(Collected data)
---+---

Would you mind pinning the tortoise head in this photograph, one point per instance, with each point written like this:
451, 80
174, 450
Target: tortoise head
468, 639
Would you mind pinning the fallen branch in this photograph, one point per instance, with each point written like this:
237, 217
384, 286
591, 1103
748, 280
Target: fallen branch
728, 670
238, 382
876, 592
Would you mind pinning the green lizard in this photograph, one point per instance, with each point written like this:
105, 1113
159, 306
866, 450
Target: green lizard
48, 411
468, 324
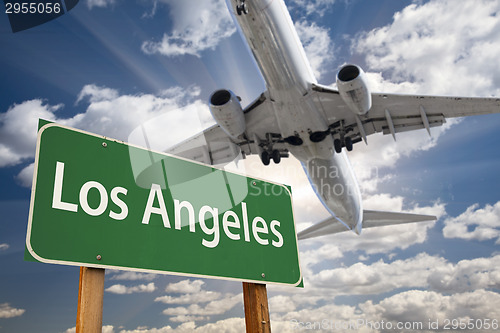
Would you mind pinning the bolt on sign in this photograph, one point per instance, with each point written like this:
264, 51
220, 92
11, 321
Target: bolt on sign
99, 202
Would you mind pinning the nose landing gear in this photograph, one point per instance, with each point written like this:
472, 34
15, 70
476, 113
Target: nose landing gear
242, 8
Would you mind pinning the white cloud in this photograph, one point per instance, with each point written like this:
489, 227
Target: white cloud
108, 113
317, 44
185, 286
229, 325
317, 7
18, 130
99, 3
6, 311
441, 47
122, 290
363, 279
105, 329
422, 306
475, 223
131, 276
194, 31
201, 296
217, 307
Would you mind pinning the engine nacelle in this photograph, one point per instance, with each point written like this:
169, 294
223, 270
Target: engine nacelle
353, 89
227, 112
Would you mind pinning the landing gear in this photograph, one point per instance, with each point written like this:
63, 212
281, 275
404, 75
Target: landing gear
242, 8
265, 158
338, 144
348, 143
267, 149
276, 156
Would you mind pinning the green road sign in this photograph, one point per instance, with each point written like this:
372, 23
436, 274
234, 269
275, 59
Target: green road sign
99, 202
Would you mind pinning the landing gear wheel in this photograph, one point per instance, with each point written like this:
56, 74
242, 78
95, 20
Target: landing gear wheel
348, 144
265, 158
242, 9
338, 146
276, 156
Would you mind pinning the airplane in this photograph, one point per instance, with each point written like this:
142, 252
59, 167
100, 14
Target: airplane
313, 122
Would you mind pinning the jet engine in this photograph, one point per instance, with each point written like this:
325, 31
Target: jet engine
353, 89
227, 112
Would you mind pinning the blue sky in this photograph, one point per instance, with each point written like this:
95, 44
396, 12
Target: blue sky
109, 66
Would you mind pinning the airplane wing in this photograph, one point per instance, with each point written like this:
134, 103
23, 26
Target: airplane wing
214, 146
394, 113
371, 219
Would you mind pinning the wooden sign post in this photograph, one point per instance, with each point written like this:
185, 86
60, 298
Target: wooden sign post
90, 297
256, 308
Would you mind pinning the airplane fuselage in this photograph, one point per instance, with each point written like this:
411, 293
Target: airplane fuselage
271, 35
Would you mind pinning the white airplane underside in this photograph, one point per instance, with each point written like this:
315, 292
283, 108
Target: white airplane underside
315, 123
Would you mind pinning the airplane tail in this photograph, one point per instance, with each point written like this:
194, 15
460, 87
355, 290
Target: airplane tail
371, 219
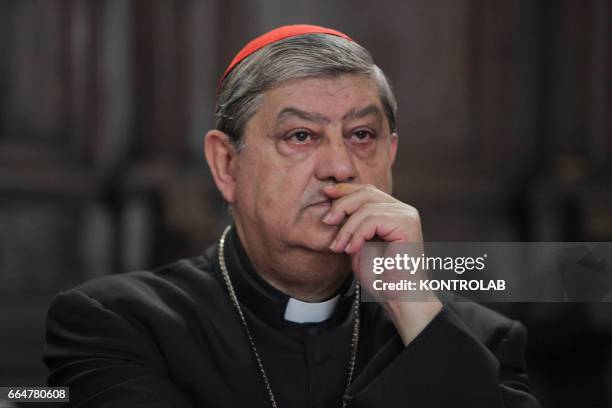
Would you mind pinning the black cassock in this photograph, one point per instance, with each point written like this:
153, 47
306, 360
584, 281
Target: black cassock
172, 338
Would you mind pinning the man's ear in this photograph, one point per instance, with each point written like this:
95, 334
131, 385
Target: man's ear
221, 157
393, 151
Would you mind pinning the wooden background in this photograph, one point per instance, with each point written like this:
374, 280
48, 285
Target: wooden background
504, 121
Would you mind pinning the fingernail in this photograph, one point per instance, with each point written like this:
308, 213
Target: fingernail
333, 244
327, 218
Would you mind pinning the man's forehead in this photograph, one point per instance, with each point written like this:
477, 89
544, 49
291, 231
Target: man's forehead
319, 99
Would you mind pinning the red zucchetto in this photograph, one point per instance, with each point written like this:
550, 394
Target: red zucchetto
276, 35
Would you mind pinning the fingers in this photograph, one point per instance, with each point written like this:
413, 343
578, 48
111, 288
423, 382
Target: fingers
348, 230
348, 198
387, 221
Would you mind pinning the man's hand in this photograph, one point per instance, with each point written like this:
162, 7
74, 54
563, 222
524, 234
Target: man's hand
368, 214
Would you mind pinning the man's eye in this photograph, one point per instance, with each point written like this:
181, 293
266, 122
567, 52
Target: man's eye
300, 136
362, 136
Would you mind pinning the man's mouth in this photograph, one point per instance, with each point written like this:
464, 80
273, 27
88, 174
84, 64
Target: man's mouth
322, 203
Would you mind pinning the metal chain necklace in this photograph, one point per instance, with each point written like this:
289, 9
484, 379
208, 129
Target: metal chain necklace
264, 376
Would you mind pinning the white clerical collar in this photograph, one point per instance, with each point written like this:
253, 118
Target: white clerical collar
298, 311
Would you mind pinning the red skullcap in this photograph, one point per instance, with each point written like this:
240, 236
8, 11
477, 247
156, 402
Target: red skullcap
276, 35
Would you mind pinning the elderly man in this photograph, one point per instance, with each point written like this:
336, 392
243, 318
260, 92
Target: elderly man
271, 316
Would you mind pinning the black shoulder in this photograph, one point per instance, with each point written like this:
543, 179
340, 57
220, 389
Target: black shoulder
173, 285
487, 325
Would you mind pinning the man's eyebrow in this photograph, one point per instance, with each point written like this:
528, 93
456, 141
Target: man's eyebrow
363, 112
304, 115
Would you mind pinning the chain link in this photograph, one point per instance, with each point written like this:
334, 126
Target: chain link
262, 371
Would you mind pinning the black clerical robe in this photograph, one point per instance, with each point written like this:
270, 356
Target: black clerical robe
172, 338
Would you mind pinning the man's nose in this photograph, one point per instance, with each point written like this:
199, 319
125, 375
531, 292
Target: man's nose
335, 161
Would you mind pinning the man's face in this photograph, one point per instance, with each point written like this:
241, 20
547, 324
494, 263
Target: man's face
308, 133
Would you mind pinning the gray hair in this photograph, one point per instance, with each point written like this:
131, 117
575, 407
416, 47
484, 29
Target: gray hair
309, 55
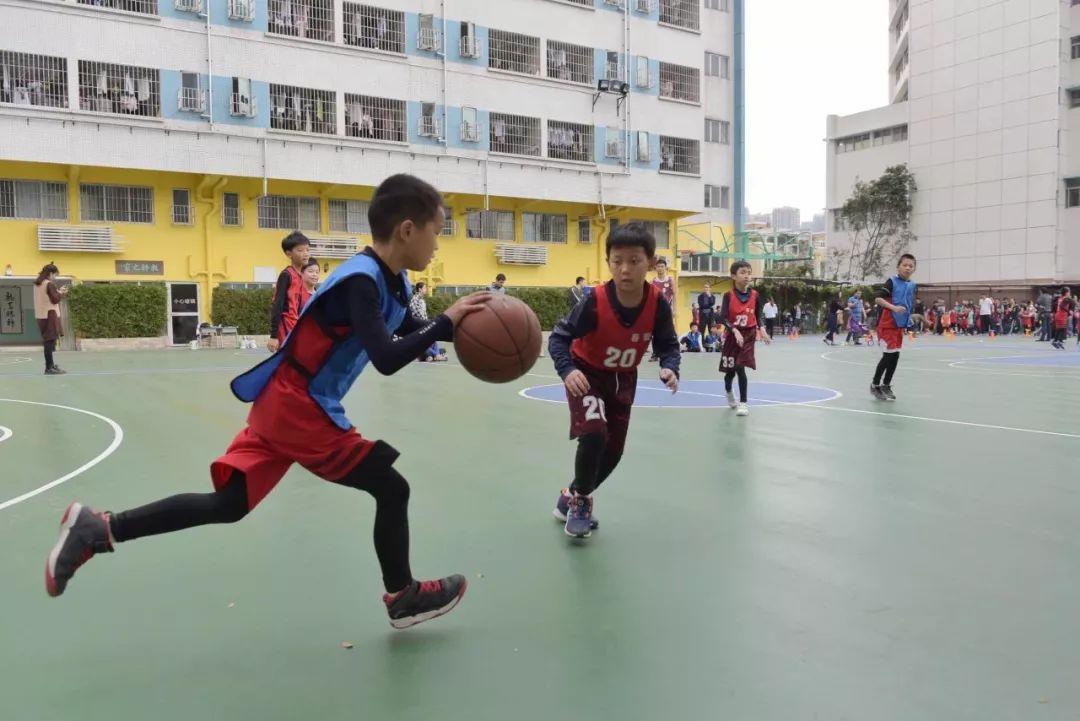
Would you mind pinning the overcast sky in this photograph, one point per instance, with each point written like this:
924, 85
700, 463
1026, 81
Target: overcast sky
806, 60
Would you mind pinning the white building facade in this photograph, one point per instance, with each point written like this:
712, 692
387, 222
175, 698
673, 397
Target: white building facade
480, 97
985, 111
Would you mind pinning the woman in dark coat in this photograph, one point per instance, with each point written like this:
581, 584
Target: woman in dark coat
46, 310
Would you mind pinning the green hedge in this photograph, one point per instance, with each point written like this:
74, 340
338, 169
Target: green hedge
119, 311
550, 304
247, 310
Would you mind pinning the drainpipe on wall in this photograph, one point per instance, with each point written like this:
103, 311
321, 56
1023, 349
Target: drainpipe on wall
206, 274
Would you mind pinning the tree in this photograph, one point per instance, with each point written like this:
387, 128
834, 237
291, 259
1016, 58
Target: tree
877, 217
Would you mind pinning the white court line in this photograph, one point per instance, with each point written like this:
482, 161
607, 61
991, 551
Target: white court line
118, 436
950, 422
12, 362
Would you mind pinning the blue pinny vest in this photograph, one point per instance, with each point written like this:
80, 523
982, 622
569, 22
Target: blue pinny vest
903, 294
338, 371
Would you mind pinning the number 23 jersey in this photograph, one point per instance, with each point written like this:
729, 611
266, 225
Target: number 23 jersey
612, 345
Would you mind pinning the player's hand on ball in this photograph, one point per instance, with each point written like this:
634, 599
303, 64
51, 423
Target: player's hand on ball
577, 384
466, 305
670, 379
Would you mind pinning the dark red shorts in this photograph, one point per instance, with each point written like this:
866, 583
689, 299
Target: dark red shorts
286, 426
889, 334
732, 355
605, 408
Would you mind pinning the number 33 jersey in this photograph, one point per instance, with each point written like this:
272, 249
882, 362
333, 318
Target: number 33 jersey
612, 345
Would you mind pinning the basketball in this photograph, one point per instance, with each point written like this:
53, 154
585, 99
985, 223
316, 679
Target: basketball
499, 343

---+---

__THE PROBLEM__:
In your copy, reproduce the data above exactly and skip every picture.

__TASK ANSWER__:
Would you mind pinning the tortoise head in this photograph, one point per instance, with each point written like this:
451, 80
174, 450
Target: tortoise head
468, 639
Would you mind pinning the fallen branch in this photograph, one point per instance, with each point written like this:
237, 217
384, 286
591, 1103
748, 280
Target: fallen branch
728, 670
238, 382
876, 592
Would you mind pinning the green lizard in this photograph, one point per instance, with each point written like this:
105, 1113
159, 306
866, 450
Target: green lizard
48, 411
468, 324
Would you mind pinning the bolt on sign in this photograph, one point per instance, with each point written like this:
264, 51
220, 92
11, 321
Target: bolt on sign
99, 202
Would you mind pinning the nose landing gear in this photograph, one point per instance, with each point written like this:
472, 34
15, 70
476, 113
Target: nose landing gear
242, 8
Would you mind pinning the white cloud in this photograph, one point per instance, with each point written like this:
489, 227
Target: white cloud
108, 113
317, 44
185, 286
229, 325
317, 7
18, 130
99, 3
6, 311
441, 47
122, 290
363, 279
105, 329
422, 306
475, 223
131, 276
194, 31
201, 296
217, 307
Would you mind pinning the engine nacelle in this photograph, one point per instance, with each point written like this:
169, 294
223, 270
Target: engine nacelle
353, 89
227, 112
Would you mind pinning the landing gear in this photograph, one point per instance, with each point written like this:
63, 212
281, 275
404, 75
Target: landing gear
242, 8
265, 158
338, 144
348, 143
267, 149
276, 156
Would you mind pinning the green road sign in this photograph, one point per instance, with each point written like this:
372, 23
436, 274
234, 269
275, 59
Target: green road sign
99, 202
Would you mind pinning the landing gear wheel in this photograph, one point per instance, with each point written like this:
56, 74
242, 78
95, 20
Target: landing gear wheel
348, 144
265, 158
242, 9
338, 146
276, 156
Would you mind pinning the airplane in this photograph, one point per instance, with each point written like this:
142, 252
59, 167
100, 14
Target: airplane
313, 122
Would you mind pinning the jet engine in this photograph, one point per instance, with each point written like this:
325, 31
Target: jet engine
353, 89
227, 112
Would you mind pinning the blue sky in this photograph, one point per instance, with each point written like this:
95, 44
396, 12
Target: blue sky
109, 66
Would you mind pinning the airplane wing in this photograph, one point per instance, with each point written like this:
134, 103
23, 26
Target: airplane wing
214, 146
394, 113
371, 219
Would you mind pinning the wooden sign post in this photograph, one point per instance, with each point written like this:
185, 86
60, 298
Target: wooden sign post
90, 297
256, 308
Would you mind pinning the airplane fuselage in this photograph, one point per instance, with each point written like this:
411, 293
Target: airplane fuselage
271, 35
Would you mind pinning the white airplane underside in this photograph, one point per instance, with each point written like this:
315, 292
283, 108
Target: white airplane underside
315, 123
Would you mind pinning the airplane tail in this photograph, one point per instance, with each point written like this:
194, 15
460, 87
355, 290
Target: airplane tail
371, 219
Would you mind pinning the black cassock in this photograph, one point per instance, with each point written like this:
153, 47
306, 360
584, 281
Target: black cassock
172, 338
Would you mind pinning the man's ear in this photograph, one point per instance, with each point written like this:
95, 334
131, 385
Target: man's ear
221, 157
393, 151
Would you mind pinning the wooden background in this photograph, one point per instance, with each point written like this:
374, 280
48, 285
Target: wooden background
504, 121
Would you mind pinning the fingernail in this photograph, one point per instance, with each point written like this:
308, 213
Target: fingernail
333, 244
327, 218
Would you mind pinning the man's forehead in this photograph, one point per instance, with each point written like this:
477, 89
544, 49
291, 231
Target: man's forehead
319, 99
Would you mind pinning the red zucchetto in this photograph, one point per instance, with each point written like this:
550, 394
Target: red zucchetto
276, 35
Would you mind pinning the fingers in this photograph, one point per instance, with each point written like this:
413, 343
578, 48
111, 288
423, 382
Target: fingers
348, 230
348, 198
387, 221
Would you mind pinning the man's hand in this photograph, one point per instance, with each point written like this:
162, 7
74, 54
563, 222
524, 234
Target: man's hand
368, 214
Would you mind pinning the man's eye in this photograph, one point per instance, with each point written like this:
181, 293
266, 122
567, 52
Target: man's eye
300, 136
362, 136
Would you mind pinning the man's mouth in this photograph, one point per instance, with each point written like this:
464, 80
273, 27
88, 174
84, 64
Target: man's mouth
322, 203
Would you mind pinning the metal chain necklace in this photograph, one point per instance, with each point written like this:
289, 9
484, 379
208, 129
Target: metal chain necklace
264, 376
Would you mind pinning the white clerical collar in this photograph, one point per instance, with each point written like this:
253, 118
Target: white clerical collar
298, 311
Would you mind pinning the red skullcap in this photograph, one point per instance, with each point written like this:
240, 236
8, 11
477, 247
156, 402
Target: red skullcap
276, 35
Would you mind pinning the elderly man in this photograph, one point per instance, with each point written like this:
336, 392
243, 318
260, 92
Target: elderly man
271, 316
Would you mind pinning the black shoulder in this photograph, one point per instance, with each point written like this:
543, 179
340, 57
220, 389
Target: black shoulder
173, 285
487, 325
Would you mind pinning the man's eyebrow in this photograph, one point per instance, with each point written like this:
528, 93
456, 141
Target: man's eyebrow
363, 112
304, 115
Would you mind pinning the chain link in this photograph, one point per instance, with each point written like this:
334, 126
Target: chain link
262, 371
Would you mind pinning the black clerical robe in this photograph, one point per instance, with each point written like this:
270, 356
Target: black clerical robe
172, 338
Would you mind pinning the man's nose in this photograph, one point per instance, with each point written like this:
199, 319
125, 375
531, 292
Target: man's nose
335, 161
Would you mind pinning the man's face in this photograph, one point per instance, with each point written like this:
241, 20
547, 324
494, 263
Target: man's face
308, 133
Would you mind pinning the gray hair in this photograph, one point per instance, with each point written like this:
131, 117
575, 407
416, 47
484, 29
Target: gray hair
309, 55
Would you mind pinning the overcast sky in this photograph, one point per instance, with each point written like this:
924, 85
700, 463
1026, 81
Target: overcast sky
806, 60
Would you mind pinning the white building facade in this photograph, one point per instance, with each point written like this:
712, 692
387, 222
175, 698
673, 397
Target: white building facade
480, 97
985, 111
Would you mind pinning the woman in dark coat in this photograph, one point per instance, with each point written like this:
581, 584
Target: woman in dark coat
46, 310
Would you mind pinning the green hedge in this photograph, one point per instance, with each point written like this:
74, 340
338, 169
Target: green hedge
119, 311
550, 304
247, 310
Would you mind pinning the drainpipe on wall in this photograph, one point per instance, with each point written like this:
103, 311
321, 56
1023, 349
Target: drainpipe on wall
206, 274
Would you mind pinning the tree in this photograph, one point per instance, with each point written like this:
387, 128
834, 237
291, 259
1016, 58
Target: tree
877, 217
Would you mind pinning the white court line in this photograph, one point per instance, with each point written like this:
482, 161
607, 61
991, 551
Target: white court line
118, 436
950, 422
12, 362
Would you mind pinning the blue pinny vest in this photograph, one point per instance, with each point written like this:
80, 523
982, 622
569, 22
Target: blue pinny vest
903, 294
338, 371
Would you mind pinning the number 23 jersey in this photograph, one point per instance, with each point written like this:
729, 611
266, 225
Target: number 23 jersey
612, 345
Would you mind pinning the player's hand on ball in this photograph, one point per instance, with each point written like this:
634, 599
303, 64
51, 423
Target: player's hand on ball
577, 384
466, 305
670, 379
Would you mind pinning the dark red shorts in this photograph, one point per instance, with each point written like this:
866, 583
689, 299
Target: dark red shorts
286, 426
889, 334
732, 355
605, 408
Would you mind pinning the number 33 jersey in this photograph, one point per instance, with each point written like this:
272, 249
882, 362
333, 318
Target: number 33 jersey
612, 345
Would you mind pinning the basketball in this photograph, one point per instance, with each point written like this:
53, 154
585, 99
985, 223
316, 679
Target: basketball
499, 343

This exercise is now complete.